STATED EXERCISE — Please format the lines of the material below as a numbered list, starting from the first line and ending after the line that contains "POLYGON ((257 160, 132 93, 171 287, 257 160))", with blank lines omitted. Leave the pictures out of the answer.
┌──
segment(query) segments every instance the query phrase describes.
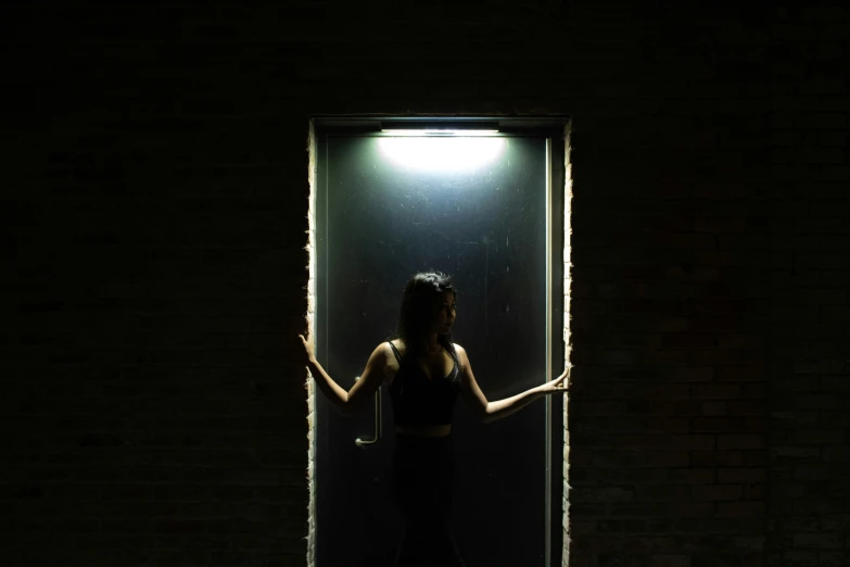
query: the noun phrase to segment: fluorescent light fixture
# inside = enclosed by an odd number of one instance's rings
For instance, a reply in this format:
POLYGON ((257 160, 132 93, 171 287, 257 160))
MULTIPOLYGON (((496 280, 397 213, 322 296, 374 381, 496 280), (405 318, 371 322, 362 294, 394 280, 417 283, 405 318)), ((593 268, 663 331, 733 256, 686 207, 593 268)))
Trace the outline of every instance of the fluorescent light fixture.
MULTIPOLYGON (((410 130, 407 130, 410 131, 410 130)), ((505 138, 467 136, 422 136, 378 138, 381 153, 406 169, 433 173, 471 172, 494 162, 505 150, 505 138)))
POLYGON ((411 129, 411 128, 384 128, 381 129, 390 136, 494 136, 498 130, 457 130, 457 129, 411 129))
└──
TASK OUTPUT —
1. segment(query) segments every instance the query phrase describes.
2. query: the noun phrase to segment: fluorescent light fixture
3. # inside = enclosed by an odd number of one instance's rings
4. For instance, a reply in this format:
5. POLYGON ((257 160, 132 93, 171 287, 257 160))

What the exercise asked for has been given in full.